____ Extrait

Lucas Bernard, ancien assistant opérateur de Coline Serreau et de Tonie Marshall, chef opérateur de René Féret, scénariste à ses heures et auteur d’un roman, Les lacets rouges, s’est lancé en 2014 dans la réalisation en nous livrant un court métrage, La place du mort. Un beau voyou est son premier long métrage et, pour ce faire, il a choisi le genre burlesque absurde qui pourrait fonctionner mieux et qui repose en fait sur le talent des comédiens. En effet, il a choisi Charles Berling dans un rôle à contre-emploi de flic à la veille de la retraite et Swann Arlaud qu’on avait adoré dans Petit paysan (Hubert Charuel, 2017) mais qui, ici, malgré son regard énigmatique et ses faux airs d’Arsène Lupin, ne convainc pas trop, pas plus que sa petite amie, Jennifer Decker, un peu trop caricaturale, sans parler de son père, Jean-Quentin Châtelain.

Trop de folie

En fait, le film souffre paradoxalement d’un trop plein de folie. Cela ne serait pas antipathique si on ne repérait pas aisément le procédé. Tout le monde est déjanté ici, à commencer par le vieux flic veuf, à l’aube de la retraite et qui veut vivre en liberté. Le film fait d’ailleurs, par moments, penser à celui de Pierre Salvadori, En liberté ! (2018) par ses excès et ses maladresses. Le réalisateur le déclare lui-même dans le dossier de presse, son intention est de dépeindre de diverses manières le fait d’être libre, surtout Bertrand, son jeune voyou aérien : « J’aime son refus du monde. Je m’en sens assez proche, de façon moins radicale. Bertrand s’est affranchi de toute obligation morale : ses arnaques peu recommandables ne lui posent aucun problème. Comme si le réel n’avait pas de prise sur lui. » Le réel est pourtant ce qui a servi au réalisateur pour construire son scénario : la plupart des événements qui surviennent comme l’irruption d’un cambrioleur dans un appartement habité, l’arnaque à la location ou encore le fait de se faire inviter par erreur à un repas mondain…, sont tirés de sa propre vie.

________
____ Données présentées

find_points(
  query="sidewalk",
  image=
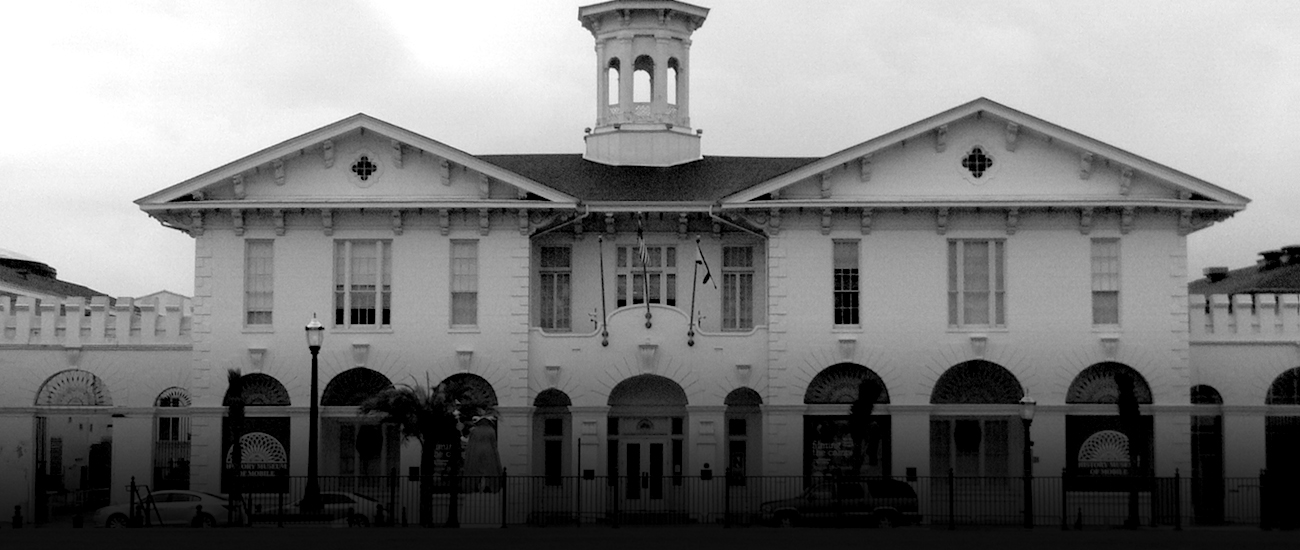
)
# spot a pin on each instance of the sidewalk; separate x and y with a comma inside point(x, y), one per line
point(650, 537)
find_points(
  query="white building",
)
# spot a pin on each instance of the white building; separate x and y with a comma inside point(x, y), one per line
point(963, 261)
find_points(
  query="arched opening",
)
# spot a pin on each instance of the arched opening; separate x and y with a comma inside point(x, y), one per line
point(674, 66)
point(264, 440)
point(846, 436)
point(976, 445)
point(744, 420)
point(646, 440)
point(172, 440)
point(352, 386)
point(1208, 455)
point(611, 82)
point(1129, 444)
point(642, 79)
point(553, 436)
point(73, 445)
point(354, 445)
point(259, 390)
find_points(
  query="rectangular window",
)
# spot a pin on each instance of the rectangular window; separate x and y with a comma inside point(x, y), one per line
point(557, 272)
point(363, 288)
point(1105, 281)
point(737, 288)
point(845, 256)
point(976, 294)
point(258, 282)
point(661, 269)
point(464, 282)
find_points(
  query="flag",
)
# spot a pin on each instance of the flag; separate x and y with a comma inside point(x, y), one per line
point(700, 260)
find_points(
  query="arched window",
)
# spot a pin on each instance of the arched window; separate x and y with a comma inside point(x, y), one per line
point(473, 388)
point(172, 441)
point(352, 386)
point(974, 445)
point(672, 81)
point(258, 389)
point(1097, 384)
point(74, 388)
point(611, 82)
point(642, 79)
point(976, 382)
point(840, 382)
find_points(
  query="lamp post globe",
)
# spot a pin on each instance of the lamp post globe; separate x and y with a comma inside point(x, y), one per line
point(312, 493)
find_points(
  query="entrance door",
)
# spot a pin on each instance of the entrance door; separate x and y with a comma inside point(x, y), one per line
point(645, 462)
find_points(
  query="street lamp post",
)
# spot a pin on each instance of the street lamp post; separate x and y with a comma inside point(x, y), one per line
point(312, 494)
point(1027, 405)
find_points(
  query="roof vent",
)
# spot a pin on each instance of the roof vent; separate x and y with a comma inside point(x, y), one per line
point(1292, 255)
point(1216, 273)
point(1272, 259)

________

- Objectifs
1. D'après l'extrait, quel est le titre du roman dont Lucas Bernard est l'auteur ?
2. Recopiez le passage de l'extrait qui va de « Lucas Bernard, ancien » jusqu'à « père, Jean-Quentin Châtelain. » inclus, en changeant « court métrage » en « moyen métrage ».
3. Quels comédiens l'extrait nomme-t-il dans la distribution d'Un beau voyou ?

- Réponses
1. Les lacets rouges

2.
Lucas Bernard, ancien assistant opérateur de Coline Serreau et de Tonie Marshall, chef opérateur de René Féret, scénariste à ses heures et auteur d’un roman, Les lacets rouges, s’est lancé en 2014 dans la réalisation en nous livrant un moyen métrage, La place du mort. Un beau voyou est son premier long métrage et, pour ce faire, il a choisi le genre burlesque absurde qui pourrait fonctionner mieux et qui repose en fait sur le talent des comédiens. En effet, il a choisi Charles Berling dans un rôle à contre-emploi de flic à la veille de la retraite et Swann Arlaud qu’on avait adoré dans Petit paysan (Hubert Charuel, 2017) mais qui, ici, malgré son regard énigmatique et ses faux airs d’Arsène Lupin, ne convainc pas trop, pas plus que sa petite amie, Jennifer Decker, un peu trop caricaturale, sans parler de son père, Jean-Quentin Châtelain.

3. Charles Berling, Swann Arlaud, Jennifer Decker et Jean-Quentin Châtelain.